> **Supplied material**
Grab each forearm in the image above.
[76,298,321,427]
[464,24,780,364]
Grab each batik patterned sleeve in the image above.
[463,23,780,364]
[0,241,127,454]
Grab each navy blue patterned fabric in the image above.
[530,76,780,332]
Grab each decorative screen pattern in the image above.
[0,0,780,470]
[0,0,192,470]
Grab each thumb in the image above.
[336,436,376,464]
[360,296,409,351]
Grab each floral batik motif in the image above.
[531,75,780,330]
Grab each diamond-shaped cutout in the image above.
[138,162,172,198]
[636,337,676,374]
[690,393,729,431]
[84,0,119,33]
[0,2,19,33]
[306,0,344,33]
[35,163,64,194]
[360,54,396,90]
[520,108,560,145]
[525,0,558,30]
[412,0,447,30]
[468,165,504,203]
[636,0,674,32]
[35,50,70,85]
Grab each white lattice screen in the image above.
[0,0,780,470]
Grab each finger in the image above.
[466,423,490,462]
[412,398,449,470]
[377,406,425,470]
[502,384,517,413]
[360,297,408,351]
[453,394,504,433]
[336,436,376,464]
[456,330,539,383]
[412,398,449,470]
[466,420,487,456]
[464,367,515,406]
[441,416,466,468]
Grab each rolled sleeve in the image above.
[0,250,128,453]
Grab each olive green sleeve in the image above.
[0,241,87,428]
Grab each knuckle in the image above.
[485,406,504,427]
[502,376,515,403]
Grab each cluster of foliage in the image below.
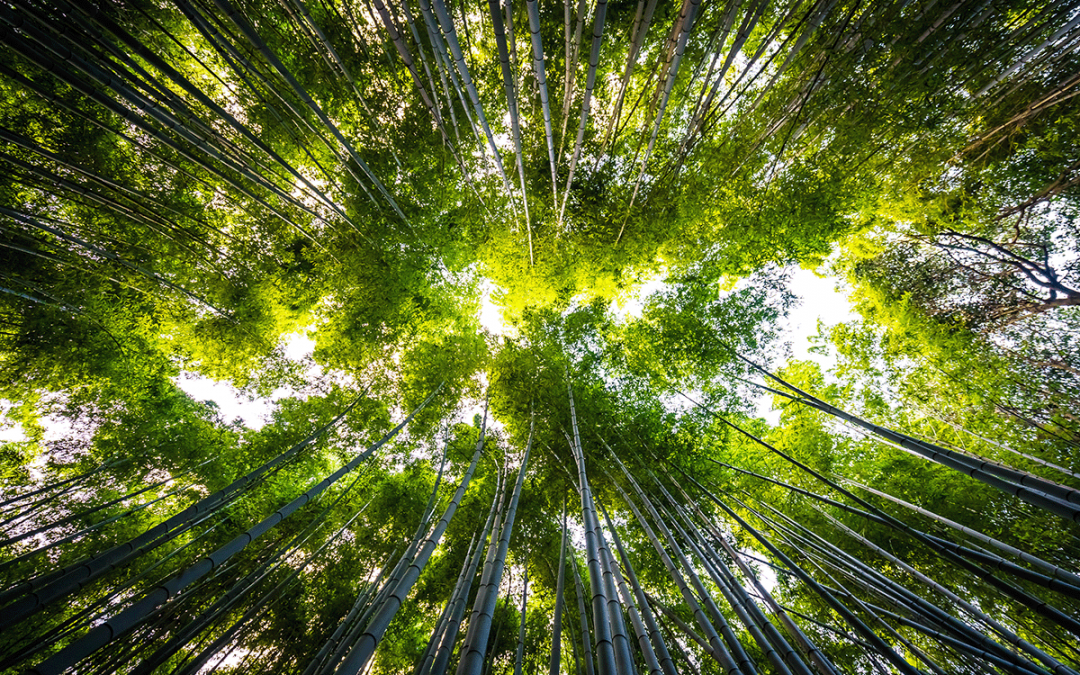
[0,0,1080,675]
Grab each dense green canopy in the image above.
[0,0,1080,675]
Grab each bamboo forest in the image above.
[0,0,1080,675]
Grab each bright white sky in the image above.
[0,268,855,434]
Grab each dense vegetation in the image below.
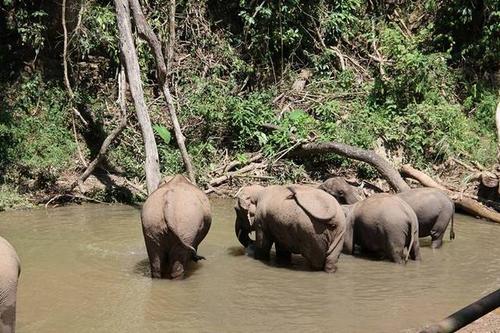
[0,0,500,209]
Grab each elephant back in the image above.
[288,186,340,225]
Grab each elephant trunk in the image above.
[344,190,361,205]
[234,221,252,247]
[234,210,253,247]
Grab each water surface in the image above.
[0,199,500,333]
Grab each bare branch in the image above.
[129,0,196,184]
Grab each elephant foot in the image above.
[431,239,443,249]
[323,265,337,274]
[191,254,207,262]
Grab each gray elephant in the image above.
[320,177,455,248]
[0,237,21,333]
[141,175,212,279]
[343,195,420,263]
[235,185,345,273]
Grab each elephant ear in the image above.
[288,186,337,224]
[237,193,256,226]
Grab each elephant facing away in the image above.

> **What you should do**
Rewrite all of the material above, changing every "Grab" to "Select" and keeping everything else the same. Omit the pictures.

> **Solution to the exercise**
Select each forearm in the image above.
[76,298,321,427]
[464,24,780,364]
Select each batik patterned sleeve in the image above.
[463,23,780,364]
[0,241,127,454]
Select each navy blue patterned fabric in the image above.
[530,76,780,332]
Select each decorative screen pattern in the image above.
[0,0,780,470]
[0,0,192,470]
Select each thumb in the image above.
[336,436,376,464]
[360,296,409,351]
Select each floral batik motif in the image above.
[531,75,780,330]
Select each diamond-shaped cutout in the image above.
[138,162,172,198]
[636,337,676,374]
[690,393,729,431]
[84,0,119,33]
[0,2,19,33]
[306,0,344,33]
[35,163,64,194]
[360,54,396,90]
[520,108,560,145]
[525,0,558,30]
[412,0,447,30]
[468,165,504,203]
[636,0,674,32]
[35,50,70,85]
Select each white lattice screen in the image above.
[0,0,780,470]
Select each finger in the image above.
[466,423,490,462]
[412,398,449,470]
[377,406,425,470]
[502,384,517,413]
[360,297,408,351]
[453,394,504,433]
[336,436,376,464]
[456,330,539,383]
[412,398,449,470]
[466,420,487,456]
[464,367,515,406]
[441,416,466,468]
Select each rolled sleeve in the image above.
[0,250,128,453]
Select each olive green sleeve in the image above.
[0,241,87,428]
Select each knuckle in the image above.
[485,406,504,427]
[502,376,515,403]
Select each cluster of foliage in the image below.
[0,0,1080,675]
Select each dense green canopy in the image above.
[0,0,1080,675]
Select each bamboo forest in the image above.
[0,0,1080,675]
Select each bright white sky in the image above.
[0,268,855,434]
Select each dense vegetation in the image below.
[0,0,500,209]
Select each elephant back in the image above.
[288,186,340,225]
Select each elephant trunk in the image above.
[344,190,361,205]
[234,221,252,247]
[234,210,253,247]
Select each water surface in the image above.
[0,199,500,333]
Select each bare branch in the image above.
[129,0,196,184]
Select each elephant foot in the image above.
[431,239,443,249]
[323,265,337,274]
[191,254,207,262]
Select each gray elephant in the image above.
[320,177,455,248]
[0,237,21,333]
[141,175,212,279]
[343,195,420,263]
[235,185,345,273]
Select each elephant ear in the image above.
[288,186,337,224]
[237,193,256,226]
Select each elephant facing away in the image above.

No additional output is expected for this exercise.